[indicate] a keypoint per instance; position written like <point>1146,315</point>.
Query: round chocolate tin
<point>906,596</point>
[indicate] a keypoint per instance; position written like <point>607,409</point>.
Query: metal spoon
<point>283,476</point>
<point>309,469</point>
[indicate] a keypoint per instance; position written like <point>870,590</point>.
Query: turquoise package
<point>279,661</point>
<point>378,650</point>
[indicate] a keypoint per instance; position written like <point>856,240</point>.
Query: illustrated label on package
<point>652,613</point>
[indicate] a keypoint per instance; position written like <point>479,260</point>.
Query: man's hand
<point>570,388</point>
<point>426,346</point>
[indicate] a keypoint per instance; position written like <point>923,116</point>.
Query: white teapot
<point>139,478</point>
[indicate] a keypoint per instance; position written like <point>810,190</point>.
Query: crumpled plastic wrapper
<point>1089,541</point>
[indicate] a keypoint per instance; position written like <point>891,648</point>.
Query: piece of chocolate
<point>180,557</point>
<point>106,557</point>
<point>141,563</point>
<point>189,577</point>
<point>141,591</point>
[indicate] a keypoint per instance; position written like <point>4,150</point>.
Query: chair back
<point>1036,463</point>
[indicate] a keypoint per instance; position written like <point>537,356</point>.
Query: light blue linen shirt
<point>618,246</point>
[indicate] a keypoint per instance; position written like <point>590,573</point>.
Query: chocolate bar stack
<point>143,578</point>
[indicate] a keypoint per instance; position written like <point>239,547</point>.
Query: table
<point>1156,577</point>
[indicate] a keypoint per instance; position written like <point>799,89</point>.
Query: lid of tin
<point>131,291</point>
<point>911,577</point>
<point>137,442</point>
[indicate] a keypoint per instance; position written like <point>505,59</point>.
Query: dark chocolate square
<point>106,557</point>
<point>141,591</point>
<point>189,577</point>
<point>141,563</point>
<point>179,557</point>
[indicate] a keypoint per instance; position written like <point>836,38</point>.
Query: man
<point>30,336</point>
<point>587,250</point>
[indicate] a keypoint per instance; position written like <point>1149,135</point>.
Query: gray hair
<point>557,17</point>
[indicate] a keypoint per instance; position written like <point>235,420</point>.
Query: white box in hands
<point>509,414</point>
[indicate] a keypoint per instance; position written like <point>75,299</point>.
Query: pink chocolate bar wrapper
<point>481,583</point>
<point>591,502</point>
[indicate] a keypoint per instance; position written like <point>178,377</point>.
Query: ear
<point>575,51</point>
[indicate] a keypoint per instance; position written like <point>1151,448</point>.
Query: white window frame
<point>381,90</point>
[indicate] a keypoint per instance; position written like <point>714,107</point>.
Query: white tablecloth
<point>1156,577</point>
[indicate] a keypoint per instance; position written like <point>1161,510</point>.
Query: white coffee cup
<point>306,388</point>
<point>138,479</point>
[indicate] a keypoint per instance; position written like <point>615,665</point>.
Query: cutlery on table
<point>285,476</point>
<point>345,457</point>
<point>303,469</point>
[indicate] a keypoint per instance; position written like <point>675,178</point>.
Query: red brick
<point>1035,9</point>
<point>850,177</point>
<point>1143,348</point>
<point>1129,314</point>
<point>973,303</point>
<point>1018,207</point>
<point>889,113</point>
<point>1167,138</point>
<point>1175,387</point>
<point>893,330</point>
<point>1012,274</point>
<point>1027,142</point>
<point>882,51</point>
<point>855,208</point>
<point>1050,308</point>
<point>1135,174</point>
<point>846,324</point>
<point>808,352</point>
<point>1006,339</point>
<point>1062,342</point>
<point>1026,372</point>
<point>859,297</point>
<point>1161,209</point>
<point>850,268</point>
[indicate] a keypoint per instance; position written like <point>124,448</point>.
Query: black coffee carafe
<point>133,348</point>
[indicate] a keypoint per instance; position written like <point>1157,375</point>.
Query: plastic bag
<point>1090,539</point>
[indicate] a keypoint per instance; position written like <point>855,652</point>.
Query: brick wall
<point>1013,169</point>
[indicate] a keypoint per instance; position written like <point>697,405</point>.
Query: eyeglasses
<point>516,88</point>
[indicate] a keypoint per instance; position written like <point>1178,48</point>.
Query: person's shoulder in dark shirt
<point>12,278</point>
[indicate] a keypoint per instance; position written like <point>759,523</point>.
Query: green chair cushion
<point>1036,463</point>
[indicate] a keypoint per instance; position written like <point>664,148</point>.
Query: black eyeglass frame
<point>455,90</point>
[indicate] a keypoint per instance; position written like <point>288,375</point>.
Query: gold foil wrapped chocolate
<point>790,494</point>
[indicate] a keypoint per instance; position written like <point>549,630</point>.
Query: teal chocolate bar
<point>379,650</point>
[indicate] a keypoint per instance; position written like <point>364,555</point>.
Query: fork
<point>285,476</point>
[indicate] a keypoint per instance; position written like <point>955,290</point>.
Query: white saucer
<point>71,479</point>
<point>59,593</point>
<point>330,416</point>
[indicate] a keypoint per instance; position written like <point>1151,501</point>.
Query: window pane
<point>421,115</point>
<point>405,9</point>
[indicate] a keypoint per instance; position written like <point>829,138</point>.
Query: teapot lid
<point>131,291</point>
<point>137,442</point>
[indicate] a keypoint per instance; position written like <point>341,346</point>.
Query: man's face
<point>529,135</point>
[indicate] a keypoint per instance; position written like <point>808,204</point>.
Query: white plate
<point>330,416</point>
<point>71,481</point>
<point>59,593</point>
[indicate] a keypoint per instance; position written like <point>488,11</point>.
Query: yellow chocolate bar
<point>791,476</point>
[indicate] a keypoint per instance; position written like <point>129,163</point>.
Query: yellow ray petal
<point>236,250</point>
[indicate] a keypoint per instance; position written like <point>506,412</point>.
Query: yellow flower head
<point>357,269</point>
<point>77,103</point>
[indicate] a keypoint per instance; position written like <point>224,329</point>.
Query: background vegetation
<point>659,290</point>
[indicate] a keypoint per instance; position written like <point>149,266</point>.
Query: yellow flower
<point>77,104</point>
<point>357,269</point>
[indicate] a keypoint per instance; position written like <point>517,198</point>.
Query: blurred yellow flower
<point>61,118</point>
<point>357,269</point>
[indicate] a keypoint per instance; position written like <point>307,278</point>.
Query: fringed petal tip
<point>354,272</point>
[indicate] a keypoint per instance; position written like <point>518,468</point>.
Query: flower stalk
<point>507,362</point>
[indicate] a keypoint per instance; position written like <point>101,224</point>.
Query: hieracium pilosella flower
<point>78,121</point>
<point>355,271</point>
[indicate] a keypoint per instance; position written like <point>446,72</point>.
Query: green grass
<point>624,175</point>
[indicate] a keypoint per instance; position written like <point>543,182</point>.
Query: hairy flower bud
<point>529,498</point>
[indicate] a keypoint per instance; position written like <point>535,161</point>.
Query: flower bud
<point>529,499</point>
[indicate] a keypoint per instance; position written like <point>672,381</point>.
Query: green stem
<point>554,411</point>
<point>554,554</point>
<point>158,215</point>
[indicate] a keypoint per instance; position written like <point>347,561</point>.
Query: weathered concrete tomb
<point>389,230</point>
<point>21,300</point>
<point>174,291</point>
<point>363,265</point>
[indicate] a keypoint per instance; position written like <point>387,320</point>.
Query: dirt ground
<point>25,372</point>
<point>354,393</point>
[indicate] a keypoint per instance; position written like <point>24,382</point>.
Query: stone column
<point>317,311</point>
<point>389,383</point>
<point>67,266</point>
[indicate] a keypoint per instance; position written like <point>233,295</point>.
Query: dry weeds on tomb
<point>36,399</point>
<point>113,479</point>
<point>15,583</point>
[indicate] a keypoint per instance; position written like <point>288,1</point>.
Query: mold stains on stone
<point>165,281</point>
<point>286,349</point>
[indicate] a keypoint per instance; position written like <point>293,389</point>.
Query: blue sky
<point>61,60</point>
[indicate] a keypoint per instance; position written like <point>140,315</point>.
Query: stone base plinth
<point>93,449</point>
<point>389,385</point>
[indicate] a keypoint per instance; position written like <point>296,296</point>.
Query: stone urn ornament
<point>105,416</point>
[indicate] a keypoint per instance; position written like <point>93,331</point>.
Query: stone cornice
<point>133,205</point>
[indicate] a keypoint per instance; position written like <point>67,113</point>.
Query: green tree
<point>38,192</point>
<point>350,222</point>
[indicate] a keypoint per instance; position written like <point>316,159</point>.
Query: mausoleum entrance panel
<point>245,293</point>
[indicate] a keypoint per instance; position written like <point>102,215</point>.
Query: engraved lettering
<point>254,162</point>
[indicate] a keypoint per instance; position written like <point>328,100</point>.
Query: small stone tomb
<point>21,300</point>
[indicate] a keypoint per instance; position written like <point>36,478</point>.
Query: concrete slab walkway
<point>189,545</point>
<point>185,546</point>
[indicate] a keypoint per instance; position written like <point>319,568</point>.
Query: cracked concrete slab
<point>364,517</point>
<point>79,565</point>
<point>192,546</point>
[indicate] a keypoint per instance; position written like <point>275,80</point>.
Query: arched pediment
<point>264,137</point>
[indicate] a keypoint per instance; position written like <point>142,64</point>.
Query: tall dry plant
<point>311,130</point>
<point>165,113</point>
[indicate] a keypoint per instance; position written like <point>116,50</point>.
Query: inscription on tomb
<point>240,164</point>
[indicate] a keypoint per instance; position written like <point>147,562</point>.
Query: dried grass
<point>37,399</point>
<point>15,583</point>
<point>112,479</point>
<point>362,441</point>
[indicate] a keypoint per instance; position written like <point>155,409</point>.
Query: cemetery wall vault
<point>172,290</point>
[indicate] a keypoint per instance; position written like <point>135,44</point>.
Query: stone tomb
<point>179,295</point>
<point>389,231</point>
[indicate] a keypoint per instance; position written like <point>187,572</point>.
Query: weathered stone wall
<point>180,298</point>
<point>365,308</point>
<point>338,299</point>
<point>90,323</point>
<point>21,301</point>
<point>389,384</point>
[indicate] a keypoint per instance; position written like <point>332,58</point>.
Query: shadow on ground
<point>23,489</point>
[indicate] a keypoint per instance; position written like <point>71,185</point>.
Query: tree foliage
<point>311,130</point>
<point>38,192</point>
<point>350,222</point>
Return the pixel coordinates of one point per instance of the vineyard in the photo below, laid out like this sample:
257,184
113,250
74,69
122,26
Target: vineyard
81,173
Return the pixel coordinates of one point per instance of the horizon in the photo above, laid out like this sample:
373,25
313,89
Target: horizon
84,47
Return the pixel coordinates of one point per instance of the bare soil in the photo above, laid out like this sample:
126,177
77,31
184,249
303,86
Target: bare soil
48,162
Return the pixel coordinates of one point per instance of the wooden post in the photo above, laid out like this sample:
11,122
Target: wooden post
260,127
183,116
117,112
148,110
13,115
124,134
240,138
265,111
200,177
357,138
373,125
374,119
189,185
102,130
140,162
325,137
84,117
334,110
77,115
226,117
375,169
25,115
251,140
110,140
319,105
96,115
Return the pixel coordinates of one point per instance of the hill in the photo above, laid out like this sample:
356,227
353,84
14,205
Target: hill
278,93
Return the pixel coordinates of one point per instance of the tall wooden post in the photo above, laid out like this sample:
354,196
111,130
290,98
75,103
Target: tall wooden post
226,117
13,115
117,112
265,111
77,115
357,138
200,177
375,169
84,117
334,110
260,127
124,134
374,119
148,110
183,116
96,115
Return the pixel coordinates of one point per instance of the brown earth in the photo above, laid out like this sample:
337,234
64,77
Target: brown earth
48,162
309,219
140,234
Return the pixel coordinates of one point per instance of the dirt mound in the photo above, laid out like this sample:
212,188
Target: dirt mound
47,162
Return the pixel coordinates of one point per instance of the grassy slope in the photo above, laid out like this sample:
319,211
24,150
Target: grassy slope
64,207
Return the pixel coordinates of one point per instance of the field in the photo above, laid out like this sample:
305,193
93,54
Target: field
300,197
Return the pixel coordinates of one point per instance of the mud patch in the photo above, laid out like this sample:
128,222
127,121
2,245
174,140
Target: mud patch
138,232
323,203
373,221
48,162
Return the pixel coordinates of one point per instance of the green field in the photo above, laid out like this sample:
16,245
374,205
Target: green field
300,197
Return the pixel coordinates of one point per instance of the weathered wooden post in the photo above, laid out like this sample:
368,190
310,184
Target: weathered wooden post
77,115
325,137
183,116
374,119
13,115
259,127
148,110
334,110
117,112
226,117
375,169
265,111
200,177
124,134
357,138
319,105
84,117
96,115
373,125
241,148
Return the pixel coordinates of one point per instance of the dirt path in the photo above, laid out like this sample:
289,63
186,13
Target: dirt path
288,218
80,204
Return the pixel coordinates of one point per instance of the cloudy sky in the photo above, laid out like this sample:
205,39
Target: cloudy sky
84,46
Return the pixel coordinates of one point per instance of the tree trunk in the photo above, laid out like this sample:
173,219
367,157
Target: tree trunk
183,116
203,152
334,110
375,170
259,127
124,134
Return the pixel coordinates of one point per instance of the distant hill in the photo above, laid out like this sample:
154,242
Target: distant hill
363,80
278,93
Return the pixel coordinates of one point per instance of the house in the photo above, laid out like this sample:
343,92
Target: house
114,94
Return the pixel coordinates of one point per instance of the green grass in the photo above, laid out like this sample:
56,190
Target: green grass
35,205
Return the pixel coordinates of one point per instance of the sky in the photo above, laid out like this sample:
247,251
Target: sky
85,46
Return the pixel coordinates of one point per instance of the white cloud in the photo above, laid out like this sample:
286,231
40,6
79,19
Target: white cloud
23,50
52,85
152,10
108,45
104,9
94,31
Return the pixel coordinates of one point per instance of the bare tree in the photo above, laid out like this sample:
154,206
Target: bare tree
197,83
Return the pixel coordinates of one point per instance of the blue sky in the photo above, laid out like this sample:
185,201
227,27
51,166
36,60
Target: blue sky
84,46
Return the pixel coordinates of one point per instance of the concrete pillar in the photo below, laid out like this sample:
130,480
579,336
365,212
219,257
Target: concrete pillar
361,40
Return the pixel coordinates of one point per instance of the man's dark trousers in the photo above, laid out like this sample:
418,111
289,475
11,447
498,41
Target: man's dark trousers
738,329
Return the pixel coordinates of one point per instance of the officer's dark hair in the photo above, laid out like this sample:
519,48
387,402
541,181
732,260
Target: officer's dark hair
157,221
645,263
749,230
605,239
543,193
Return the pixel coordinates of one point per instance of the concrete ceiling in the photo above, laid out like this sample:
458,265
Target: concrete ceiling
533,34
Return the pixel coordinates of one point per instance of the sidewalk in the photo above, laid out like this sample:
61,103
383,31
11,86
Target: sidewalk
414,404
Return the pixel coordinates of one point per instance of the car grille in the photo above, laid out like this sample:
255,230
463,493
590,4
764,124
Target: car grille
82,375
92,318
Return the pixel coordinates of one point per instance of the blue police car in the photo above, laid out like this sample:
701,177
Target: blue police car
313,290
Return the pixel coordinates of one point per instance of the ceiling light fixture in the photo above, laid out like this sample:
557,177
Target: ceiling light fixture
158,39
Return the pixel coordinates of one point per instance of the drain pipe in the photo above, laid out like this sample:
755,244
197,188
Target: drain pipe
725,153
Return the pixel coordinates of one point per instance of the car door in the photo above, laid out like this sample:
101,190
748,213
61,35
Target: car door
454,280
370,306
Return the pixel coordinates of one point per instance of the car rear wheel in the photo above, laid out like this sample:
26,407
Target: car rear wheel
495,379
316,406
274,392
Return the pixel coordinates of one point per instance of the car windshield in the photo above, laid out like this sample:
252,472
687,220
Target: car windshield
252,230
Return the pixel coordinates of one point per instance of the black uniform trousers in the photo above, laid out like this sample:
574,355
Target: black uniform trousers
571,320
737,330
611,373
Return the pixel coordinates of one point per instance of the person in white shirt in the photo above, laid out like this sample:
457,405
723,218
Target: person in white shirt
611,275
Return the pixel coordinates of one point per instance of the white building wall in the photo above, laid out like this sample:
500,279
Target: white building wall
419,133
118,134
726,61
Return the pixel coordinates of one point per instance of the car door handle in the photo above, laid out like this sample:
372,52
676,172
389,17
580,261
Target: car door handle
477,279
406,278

▬▬▬▬▬▬

• _Exercise instructions_:
Repeat precisely the lines of the data starting at the one containing "the car windshield", last line included.

• _Exercise answer_:
Return the pixel coordinates of one point per instance of the car windshield in the photo above, laid out like this sample:
252,472
687,220
Target: car windshield
252,230
Return the pixel coordinates of one point per instance of the black uniform trousers in the photo above, laid out like this sample:
574,355
Target: black uniform trousers
571,320
737,330
611,373
Return the pixel coordinates of one point per instance of the person in white shirt in the photo above, laid out like this sample:
457,405
723,218
Target: person in white shirt
611,275
Return the pixel coordinates of one point per instance of the white building wall in the photo above, laid out like this sample:
500,279
Target: white building wall
419,133
118,134
726,61
Return the pixel coordinates of one point per instance of the car door handle in the photo above, laid out like this sample:
372,52
676,172
389,17
580,261
Target: car door handle
477,279
406,278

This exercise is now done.